• **REQUIREMENT**: Rescale the data starting at the line containing "Target: curb" and ending at the line containing "x=113, y=184", both lines included. Write out every line in that range again, requests too, with each coordinate in the answers multiplied by 2.15 and rounded to a whole number, halves up.

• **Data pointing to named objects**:
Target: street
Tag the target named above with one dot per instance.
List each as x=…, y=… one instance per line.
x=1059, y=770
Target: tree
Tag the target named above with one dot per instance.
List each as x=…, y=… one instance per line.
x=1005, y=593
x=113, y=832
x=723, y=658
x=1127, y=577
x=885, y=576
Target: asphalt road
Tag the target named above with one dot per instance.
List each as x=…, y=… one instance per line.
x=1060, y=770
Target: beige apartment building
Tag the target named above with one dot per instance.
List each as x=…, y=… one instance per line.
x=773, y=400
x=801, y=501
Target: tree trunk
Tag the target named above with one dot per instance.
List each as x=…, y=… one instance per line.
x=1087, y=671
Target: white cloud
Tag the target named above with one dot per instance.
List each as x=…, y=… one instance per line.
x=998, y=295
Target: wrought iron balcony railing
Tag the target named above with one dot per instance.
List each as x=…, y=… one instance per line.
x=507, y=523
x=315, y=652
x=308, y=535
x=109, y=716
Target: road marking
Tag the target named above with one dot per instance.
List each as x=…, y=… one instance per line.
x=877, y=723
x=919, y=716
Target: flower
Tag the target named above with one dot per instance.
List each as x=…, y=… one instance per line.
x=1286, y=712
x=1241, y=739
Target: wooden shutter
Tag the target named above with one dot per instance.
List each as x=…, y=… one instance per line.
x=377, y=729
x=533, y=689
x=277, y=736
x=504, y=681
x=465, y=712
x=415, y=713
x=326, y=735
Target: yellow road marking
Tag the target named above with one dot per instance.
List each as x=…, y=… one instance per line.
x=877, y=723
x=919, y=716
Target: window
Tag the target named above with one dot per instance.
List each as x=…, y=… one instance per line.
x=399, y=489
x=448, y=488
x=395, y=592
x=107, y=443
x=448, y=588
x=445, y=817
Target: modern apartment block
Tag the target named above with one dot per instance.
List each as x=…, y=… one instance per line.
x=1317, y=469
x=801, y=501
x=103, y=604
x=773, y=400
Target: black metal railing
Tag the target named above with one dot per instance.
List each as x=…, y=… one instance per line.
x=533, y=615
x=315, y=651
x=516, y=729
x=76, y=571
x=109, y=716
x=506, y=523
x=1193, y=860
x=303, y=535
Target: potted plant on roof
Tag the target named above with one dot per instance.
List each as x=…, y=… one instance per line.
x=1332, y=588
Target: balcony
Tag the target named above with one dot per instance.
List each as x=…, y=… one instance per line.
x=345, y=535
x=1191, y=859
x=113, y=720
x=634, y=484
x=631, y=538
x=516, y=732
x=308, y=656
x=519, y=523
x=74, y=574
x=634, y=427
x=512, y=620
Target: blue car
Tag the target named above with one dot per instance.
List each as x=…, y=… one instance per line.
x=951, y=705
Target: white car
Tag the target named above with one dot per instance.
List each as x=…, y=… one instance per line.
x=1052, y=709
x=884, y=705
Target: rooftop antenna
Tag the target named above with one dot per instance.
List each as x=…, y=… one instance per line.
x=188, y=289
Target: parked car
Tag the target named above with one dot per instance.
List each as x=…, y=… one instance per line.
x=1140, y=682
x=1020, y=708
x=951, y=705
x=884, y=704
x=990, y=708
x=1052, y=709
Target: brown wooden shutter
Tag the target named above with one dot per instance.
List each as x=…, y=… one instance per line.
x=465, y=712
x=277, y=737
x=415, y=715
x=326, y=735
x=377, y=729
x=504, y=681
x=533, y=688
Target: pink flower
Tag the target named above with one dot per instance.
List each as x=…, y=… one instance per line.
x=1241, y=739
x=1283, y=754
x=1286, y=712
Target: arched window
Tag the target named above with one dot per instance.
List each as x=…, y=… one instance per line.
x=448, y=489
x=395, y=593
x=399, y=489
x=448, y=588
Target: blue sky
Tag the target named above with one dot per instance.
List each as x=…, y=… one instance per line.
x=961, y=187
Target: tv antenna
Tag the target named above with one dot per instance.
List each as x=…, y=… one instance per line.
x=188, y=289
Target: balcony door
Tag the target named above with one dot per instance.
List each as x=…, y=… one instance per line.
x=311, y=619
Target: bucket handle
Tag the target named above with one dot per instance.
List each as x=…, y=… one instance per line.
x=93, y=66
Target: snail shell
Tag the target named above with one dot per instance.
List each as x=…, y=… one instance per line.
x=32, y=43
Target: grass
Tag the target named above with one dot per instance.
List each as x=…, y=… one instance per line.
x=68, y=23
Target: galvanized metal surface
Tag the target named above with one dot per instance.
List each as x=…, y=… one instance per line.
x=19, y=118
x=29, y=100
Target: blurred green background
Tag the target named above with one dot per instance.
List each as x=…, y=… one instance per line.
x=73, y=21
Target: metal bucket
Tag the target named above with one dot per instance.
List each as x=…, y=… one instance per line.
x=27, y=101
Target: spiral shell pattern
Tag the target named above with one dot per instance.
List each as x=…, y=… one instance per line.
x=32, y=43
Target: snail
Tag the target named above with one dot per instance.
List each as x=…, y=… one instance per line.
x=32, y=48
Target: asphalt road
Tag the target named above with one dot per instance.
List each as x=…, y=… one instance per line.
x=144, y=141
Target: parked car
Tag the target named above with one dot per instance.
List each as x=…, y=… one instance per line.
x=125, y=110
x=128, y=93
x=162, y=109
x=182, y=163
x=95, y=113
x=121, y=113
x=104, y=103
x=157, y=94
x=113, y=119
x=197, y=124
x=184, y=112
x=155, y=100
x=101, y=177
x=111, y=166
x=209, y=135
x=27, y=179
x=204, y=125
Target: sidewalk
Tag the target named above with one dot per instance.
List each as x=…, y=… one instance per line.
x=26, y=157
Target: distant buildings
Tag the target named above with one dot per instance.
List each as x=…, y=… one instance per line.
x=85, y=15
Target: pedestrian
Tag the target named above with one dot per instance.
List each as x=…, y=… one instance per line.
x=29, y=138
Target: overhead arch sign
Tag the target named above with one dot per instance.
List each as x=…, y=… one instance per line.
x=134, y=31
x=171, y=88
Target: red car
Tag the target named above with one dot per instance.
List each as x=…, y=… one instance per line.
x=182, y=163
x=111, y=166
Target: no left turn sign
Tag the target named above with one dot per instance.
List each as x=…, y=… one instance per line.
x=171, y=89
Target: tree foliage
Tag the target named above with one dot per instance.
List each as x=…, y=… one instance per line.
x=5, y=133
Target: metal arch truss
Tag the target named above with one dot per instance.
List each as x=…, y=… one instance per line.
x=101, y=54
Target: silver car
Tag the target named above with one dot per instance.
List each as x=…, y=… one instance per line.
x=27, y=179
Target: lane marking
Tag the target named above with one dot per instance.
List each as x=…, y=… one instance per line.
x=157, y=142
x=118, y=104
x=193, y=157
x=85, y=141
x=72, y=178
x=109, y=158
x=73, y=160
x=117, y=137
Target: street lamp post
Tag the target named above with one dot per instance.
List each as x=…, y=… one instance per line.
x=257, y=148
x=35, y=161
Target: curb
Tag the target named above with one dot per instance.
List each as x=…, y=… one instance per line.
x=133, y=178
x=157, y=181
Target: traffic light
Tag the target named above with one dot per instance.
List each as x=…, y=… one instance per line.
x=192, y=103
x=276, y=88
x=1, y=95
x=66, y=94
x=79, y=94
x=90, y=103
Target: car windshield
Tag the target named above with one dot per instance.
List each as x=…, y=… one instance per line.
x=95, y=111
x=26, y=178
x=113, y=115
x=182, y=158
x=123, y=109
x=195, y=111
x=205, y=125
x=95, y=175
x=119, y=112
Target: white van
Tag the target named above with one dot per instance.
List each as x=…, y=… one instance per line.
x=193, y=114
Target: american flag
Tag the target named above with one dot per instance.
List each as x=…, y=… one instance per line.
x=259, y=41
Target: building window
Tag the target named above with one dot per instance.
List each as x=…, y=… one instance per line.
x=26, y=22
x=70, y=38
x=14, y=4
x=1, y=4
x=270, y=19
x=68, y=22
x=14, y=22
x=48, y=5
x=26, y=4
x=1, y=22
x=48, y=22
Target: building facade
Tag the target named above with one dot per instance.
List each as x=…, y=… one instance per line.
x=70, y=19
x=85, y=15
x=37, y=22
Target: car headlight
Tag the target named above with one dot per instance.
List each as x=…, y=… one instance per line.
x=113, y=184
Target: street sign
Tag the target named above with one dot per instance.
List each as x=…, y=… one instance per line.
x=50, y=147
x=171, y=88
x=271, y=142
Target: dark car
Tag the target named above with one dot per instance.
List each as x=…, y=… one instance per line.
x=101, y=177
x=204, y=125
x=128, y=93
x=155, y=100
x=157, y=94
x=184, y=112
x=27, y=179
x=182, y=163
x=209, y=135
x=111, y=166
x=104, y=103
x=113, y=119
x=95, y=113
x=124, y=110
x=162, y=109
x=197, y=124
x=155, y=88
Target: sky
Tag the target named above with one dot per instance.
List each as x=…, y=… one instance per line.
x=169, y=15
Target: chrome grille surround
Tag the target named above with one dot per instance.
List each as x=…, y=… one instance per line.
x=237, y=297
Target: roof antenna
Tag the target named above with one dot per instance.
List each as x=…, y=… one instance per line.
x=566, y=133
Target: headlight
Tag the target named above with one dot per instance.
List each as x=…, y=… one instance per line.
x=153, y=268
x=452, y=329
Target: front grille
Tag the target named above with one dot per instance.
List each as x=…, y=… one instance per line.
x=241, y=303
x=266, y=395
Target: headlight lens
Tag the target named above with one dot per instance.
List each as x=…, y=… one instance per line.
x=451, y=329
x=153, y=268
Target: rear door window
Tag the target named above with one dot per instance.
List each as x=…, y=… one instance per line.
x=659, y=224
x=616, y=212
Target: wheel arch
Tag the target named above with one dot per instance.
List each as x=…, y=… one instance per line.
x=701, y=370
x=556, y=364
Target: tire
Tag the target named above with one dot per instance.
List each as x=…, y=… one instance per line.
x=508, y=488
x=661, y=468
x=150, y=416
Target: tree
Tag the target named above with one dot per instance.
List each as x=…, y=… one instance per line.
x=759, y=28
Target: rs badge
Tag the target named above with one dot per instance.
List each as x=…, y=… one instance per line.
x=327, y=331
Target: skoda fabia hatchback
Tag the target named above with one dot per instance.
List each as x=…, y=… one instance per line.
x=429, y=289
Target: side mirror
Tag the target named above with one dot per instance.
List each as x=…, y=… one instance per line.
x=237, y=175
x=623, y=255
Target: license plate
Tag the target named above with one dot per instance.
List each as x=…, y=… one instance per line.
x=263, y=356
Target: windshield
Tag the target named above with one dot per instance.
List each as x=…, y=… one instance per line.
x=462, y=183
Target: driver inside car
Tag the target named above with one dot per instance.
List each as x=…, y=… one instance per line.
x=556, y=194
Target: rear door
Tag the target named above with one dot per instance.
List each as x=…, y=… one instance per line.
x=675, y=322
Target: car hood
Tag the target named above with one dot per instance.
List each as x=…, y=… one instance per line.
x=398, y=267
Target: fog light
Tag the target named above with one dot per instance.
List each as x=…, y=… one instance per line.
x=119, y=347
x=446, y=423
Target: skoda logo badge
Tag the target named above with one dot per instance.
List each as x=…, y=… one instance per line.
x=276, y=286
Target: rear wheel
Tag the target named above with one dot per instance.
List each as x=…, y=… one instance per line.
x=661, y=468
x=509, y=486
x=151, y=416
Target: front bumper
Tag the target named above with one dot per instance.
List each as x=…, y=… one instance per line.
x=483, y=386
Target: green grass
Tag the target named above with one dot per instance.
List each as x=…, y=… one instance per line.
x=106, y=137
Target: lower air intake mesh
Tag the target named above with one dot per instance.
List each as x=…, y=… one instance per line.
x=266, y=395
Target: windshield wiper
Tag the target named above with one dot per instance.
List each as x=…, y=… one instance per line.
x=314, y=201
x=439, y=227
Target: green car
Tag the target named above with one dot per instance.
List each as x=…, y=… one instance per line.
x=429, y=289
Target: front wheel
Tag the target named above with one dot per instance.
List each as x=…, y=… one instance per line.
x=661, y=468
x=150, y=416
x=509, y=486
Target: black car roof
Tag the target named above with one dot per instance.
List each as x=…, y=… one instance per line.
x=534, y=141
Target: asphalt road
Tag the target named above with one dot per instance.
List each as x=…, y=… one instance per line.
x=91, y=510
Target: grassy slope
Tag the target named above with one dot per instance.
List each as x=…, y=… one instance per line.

• **TASK RESPONSE**:
Target: curb
Tag the target named above with one dot per instance.
List each as x=…, y=… one instance per line.
x=286, y=383
x=338, y=389
Target: traffic light
Tag the target named above with one dot per instance.
List each as x=…, y=… one instance per line.
x=413, y=221
x=593, y=189
x=2, y=204
x=142, y=202
x=170, y=202
x=194, y=221
Target: car windshield
Tag the target named above with one dot per instance.
List each as x=…, y=… one instance per line.
x=204, y=239
x=56, y=383
x=243, y=247
x=391, y=340
x=264, y=234
x=419, y=239
x=441, y=269
x=204, y=376
x=256, y=241
Target: white van
Tag the target named above with one dot per instance.
List each as x=…, y=… one instance per line.
x=415, y=245
Target: american flag
Tag the target named above with one dot per instance.
List each as x=…, y=… one instance per line.
x=557, y=88
Target: building window
Tag the target named above with one dot per instance.
List each as x=…, y=… one instance per line.
x=56, y=47
x=151, y=82
x=30, y=9
x=2, y=9
x=581, y=41
x=146, y=47
x=30, y=47
x=103, y=11
x=56, y=9
x=2, y=47
x=103, y=47
Target: building facade
Tag the target named above with one dot per instance.
List each as x=…, y=… one instance per line.
x=151, y=41
x=183, y=32
x=80, y=47
Target: car headlight
Tag the target named above with one dot per instance.
List each as x=…, y=… one instance per line.
x=243, y=396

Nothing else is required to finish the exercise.